Instructions for the task >>
All of the records below need to be written out exactly, but without the pictures.

Material provided >>
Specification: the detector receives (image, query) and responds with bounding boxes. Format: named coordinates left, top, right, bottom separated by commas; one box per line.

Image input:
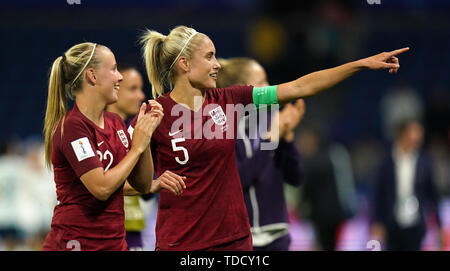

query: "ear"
left=177, top=56, right=190, bottom=73
left=85, top=68, right=97, bottom=86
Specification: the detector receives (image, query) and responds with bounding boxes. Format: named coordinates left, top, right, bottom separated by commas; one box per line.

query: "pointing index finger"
left=389, top=47, right=410, bottom=57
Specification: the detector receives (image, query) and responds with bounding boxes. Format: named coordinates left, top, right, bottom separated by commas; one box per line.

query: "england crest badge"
left=117, top=129, right=129, bottom=148
left=208, top=106, right=227, bottom=126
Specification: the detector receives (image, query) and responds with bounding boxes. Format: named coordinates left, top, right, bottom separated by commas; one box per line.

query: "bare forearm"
left=124, top=178, right=162, bottom=195
left=276, top=47, right=410, bottom=104
left=81, top=148, right=142, bottom=201
left=128, top=146, right=154, bottom=194
left=277, top=60, right=365, bottom=104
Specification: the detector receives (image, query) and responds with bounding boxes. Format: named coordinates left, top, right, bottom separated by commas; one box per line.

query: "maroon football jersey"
left=43, top=103, right=131, bottom=251
left=131, top=86, right=254, bottom=250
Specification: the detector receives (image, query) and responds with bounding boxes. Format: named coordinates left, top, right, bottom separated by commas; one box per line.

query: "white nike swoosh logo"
left=97, top=141, right=104, bottom=146
left=168, top=129, right=183, bottom=137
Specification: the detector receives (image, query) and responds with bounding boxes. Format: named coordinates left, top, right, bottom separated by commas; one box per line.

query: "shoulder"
left=63, top=111, right=90, bottom=132
left=207, top=85, right=253, bottom=100
left=210, top=85, right=253, bottom=94
left=58, top=109, right=94, bottom=143
left=154, top=93, right=179, bottom=115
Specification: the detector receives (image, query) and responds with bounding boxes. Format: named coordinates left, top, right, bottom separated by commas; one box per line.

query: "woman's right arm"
left=80, top=148, right=144, bottom=201
left=80, top=104, right=156, bottom=201
left=276, top=48, right=409, bottom=104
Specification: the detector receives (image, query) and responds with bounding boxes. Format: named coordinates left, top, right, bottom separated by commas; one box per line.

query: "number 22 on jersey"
left=97, top=150, right=113, bottom=172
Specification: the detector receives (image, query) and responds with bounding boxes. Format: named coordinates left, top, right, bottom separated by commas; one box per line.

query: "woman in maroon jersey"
left=42, top=42, right=163, bottom=251
left=136, top=25, right=409, bottom=251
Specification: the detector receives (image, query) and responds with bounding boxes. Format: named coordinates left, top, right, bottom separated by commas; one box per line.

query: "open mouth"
left=210, top=73, right=217, bottom=80
left=113, top=85, right=120, bottom=90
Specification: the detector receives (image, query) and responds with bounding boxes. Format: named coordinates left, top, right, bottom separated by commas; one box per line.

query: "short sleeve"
left=226, top=85, right=254, bottom=106
left=60, top=119, right=102, bottom=178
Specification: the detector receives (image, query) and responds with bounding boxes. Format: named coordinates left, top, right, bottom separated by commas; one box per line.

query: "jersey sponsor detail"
left=71, top=137, right=95, bottom=162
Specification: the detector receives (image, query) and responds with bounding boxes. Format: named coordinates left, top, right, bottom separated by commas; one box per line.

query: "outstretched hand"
left=362, top=47, right=410, bottom=74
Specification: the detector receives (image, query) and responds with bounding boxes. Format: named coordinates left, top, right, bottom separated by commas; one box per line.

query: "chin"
left=207, top=81, right=217, bottom=89
left=106, top=96, right=118, bottom=105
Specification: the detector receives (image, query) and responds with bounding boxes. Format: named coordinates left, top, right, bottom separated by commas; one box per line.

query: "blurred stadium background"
left=0, top=0, right=449, bottom=250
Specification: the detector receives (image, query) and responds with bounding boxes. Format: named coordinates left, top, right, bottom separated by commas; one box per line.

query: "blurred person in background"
left=0, top=138, right=56, bottom=251
left=0, top=139, right=23, bottom=250
left=106, top=64, right=148, bottom=250
left=17, top=139, right=56, bottom=250
left=107, top=64, right=183, bottom=251
left=297, top=126, right=357, bottom=250
left=371, top=119, right=444, bottom=250
left=380, top=81, right=423, bottom=141
left=216, top=57, right=304, bottom=251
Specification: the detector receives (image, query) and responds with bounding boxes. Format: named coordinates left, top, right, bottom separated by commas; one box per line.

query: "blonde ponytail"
left=43, top=42, right=102, bottom=169
left=140, top=30, right=167, bottom=98
left=44, top=56, right=67, bottom=169
left=140, top=26, right=207, bottom=98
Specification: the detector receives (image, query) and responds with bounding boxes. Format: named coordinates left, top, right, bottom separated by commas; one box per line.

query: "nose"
left=138, top=89, right=145, bottom=102
left=118, top=71, right=123, bottom=82
left=213, top=57, right=221, bottom=70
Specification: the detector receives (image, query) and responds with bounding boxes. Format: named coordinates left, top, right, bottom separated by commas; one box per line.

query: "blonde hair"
left=216, top=57, right=258, bottom=88
left=43, top=42, right=104, bottom=169
left=140, top=25, right=208, bottom=98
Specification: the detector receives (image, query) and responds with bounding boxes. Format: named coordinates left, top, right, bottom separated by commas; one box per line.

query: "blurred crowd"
left=0, top=138, right=56, bottom=250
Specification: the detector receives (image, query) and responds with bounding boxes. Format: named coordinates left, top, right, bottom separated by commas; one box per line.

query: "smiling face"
left=87, top=47, right=123, bottom=105
left=185, top=37, right=221, bottom=90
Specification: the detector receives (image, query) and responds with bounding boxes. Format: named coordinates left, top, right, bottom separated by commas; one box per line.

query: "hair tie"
left=157, top=40, right=164, bottom=50
left=71, top=43, right=97, bottom=86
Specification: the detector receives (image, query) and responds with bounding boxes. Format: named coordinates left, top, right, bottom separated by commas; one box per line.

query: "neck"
left=106, top=104, right=127, bottom=121
left=170, top=79, right=206, bottom=111
left=76, top=88, right=106, bottom=128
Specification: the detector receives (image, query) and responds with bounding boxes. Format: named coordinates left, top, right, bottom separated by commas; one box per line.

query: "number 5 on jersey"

Response to this exercise >>
Specification: the detector receives (image, query) and responds with bounding boxes. Format: named coordinates left, top, right, bottom separated by commas; one box per line.

Image input:

query: "ear"
left=177, top=56, right=190, bottom=73
left=85, top=68, right=97, bottom=86
Specification: the detector receives (image, query) and responds with bounding boxes. Format: named coordinates left, top, right, bottom separated by commas; one box per line.

query: "pointing index finger"
left=389, top=47, right=410, bottom=57
Specification: the detector receives (image, query) and responds with bounding boxes. Format: named coordinates left, top, right, bottom separated by commas; one box per line.

query: "england crest badge"
left=117, top=129, right=129, bottom=148
left=208, top=106, right=227, bottom=126
Specification: the detector receives (image, query) and responds with bounding boxes. Format: named coordinates left, top, right, bottom separated by commas; one box per line.

query: "bare forearm"
left=124, top=178, right=162, bottom=195
left=276, top=47, right=410, bottom=104
left=81, top=148, right=142, bottom=201
left=128, top=146, right=154, bottom=194
left=277, top=60, right=365, bottom=104
Specification: the detector receives (image, query) and responds with bounding boxes. Format: named coordinates left, top, right, bottom separated by commas; one box per line.

query: "maroon football jersey"
left=43, top=103, right=131, bottom=251
left=131, top=86, right=254, bottom=250
Specification: the detector receives (image, query) and responds with bounding boxes. Format: named coordinates left, top, right, bottom separated by commas; one box per line.

query: "white nike swoosh logo"
left=97, top=141, right=104, bottom=146
left=168, top=129, right=183, bottom=137
Specification: the detector receives (image, query) and responds with bounding boxes. Format: named coordinates left, top, right, bottom separated by commas; one box per line.

query: "shoulder"
left=63, top=111, right=90, bottom=132
left=207, top=85, right=253, bottom=100
left=210, top=85, right=253, bottom=94
left=58, top=109, right=94, bottom=143
left=154, top=93, right=179, bottom=115
Specification: the detector receives (image, query) and responds with bounding boxes. Format: named coordinates left, top, right, bottom separated by commas; one box per line.

query: "woman's right arm"
left=80, top=148, right=144, bottom=201
left=80, top=104, right=156, bottom=201
left=276, top=48, right=409, bottom=104
Specification: the detector receives (image, query) and responds with bounding boxes. Format: named coordinates left, top, right, bottom separated by commas; one box per line.

query: "number 22 on jersey"
left=97, top=150, right=113, bottom=172
Specification: the detector receives (image, query) and responds with bounding boxes. Format: named coordinates left, top, right, bottom separated by commas; one box per line.

query: "woman in maroon jersey"
left=42, top=42, right=163, bottom=251
left=136, top=25, right=409, bottom=251
Specification: the detector receives (image, query) and responds with bounding boxes. Format: named coordinates left, top, right, bottom separated by commas; one box per line.

query: "open mouth"
left=210, top=73, right=217, bottom=80
left=113, top=85, right=120, bottom=90
Specification: the detector receives (image, query) and responds with bounding boxes. Format: named coordinates left, top, right, bottom separated by commas; one box per line.

query: "short sleeve"
left=226, top=85, right=254, bottom=106
left=60, top=119, right=102, bottom=178
Specification: the detector receives (image, query) and responds with bounding boxes. Format: named coordinates left, top, right, bottom separated by commas; one box per line.

query: "jersey sponsor detail"
left=71, top=137, right=95, bottom=162
Specification: the detector receives (image, query) and responds with bounding boxes. Format: named coordinates left, top, right, bottom separated by commas; one box per line.

query: "outstretched hand"
left=362, top=47, right=410, bottom=74
Specification: the detector receives (image, query) and responds with bounding boxes. Format: named coordinates left, top, right, bottom separated by commas; one box per line.

query: "chin"
left=207, top=81, right=217, bottom=89
left=106, top=96, right=118, bottom=105
Specification: the detector receives (image, query) and responds with bounding boxes. Format: named coordinates left, top, right, bottom separated by commas; one box per line.

query: "blurred stadium background"
left=0, top=0, right=449, bottom=250
Specification: the detector receives (image, query) and responds with bounding boxes. Format: named coordinates left, top, right, bottom separated by commas; one box per line.

query: "blurred person in background"
left=0, top=138, right=56, bottom=251
left=0, top=139, right=23, bottom=250
left=106, top=64, right=148, bottom=250
left=17, top=139, right=56, bottom=250
left=107, top=64, right=183, bottom=251
left=297, top=126, right=357, bottom=250
left=371, top=119, right=444, bottom=250
left=380, top=81, right=423, bottom=141
left=216, top=57, right=304, bottom=251
Specification: the detector receives (image, query) and responds with bounding boxes. Format: named coordinates left, top, right, bottom separated by commas; one box per line.

query: "blonde ponytail"
left=43, top=42, right=102, bottom=169
left=140, top=30, right=167, bottom=98
left=44, top=56, right=67, bottom=169
left=140, top=26, right=207, bottom=98
Specification: the detector receives (image, query) and responds with bounding boxes. Format: named coordinates left, top, right, bottom separated by commas; one box per line.

query: "nose"
left=138, top=89, right=145, bottom=102
left=118, top=71, right=123, bottom=82
left=213, top=57, right=221, bottom=70
Specification: the detector receives (image, query) and responds with bounding boxes. Format: named coordinates left, top, right, bottom separated by commas; one box per line.

query: "blonde hair"
left=216, top=57, right=258, bottom=88
left=43, top=42, right=104, bottom=169
left=140, top=25, right=208, bottom=98
Specification: the detector receives (image, query) and responds with bounding boxes. Format: named coordinates left, top, right, bottom separated by commas; one box per line.

query: "blurred crowd"
left=0, top=138, right=56, bottom=250
Specification: the detector receives (image, query) and responds with bounding boxes. Format: named coordinates left, top, right, bottom separated by commas; one box per line.

query: "smiling face"
left=87, top=47, right=123, bottom=105
left=185, top=37, right=221, bottom=90
Specification: the detector receives (image, query) and responds with bounding boxes. Format: named coordinates left, top, right, bottom separated by commas; one box per line.

query: "hair tie"
left=157, top=40, right=164, bottom=50
left=71, top=43, right=97, bottom=86
Specification: the detector receives (image, query) and responds with bounding boxes. Format: named coordinates left, top, right, bottom separated by commas; one box per line.

query: "neck"
left=106, top=104, right=127, bottom=121
left=170, top=79, right=206, bottom=111
left=76, top=88, right=106, bottom=128
Specification: the detector receives (image, query) and responds with bounding boxes. Format: named coordinates left, top, right, bottom separated by commas; one box per line.

query: "number 5 on jersey"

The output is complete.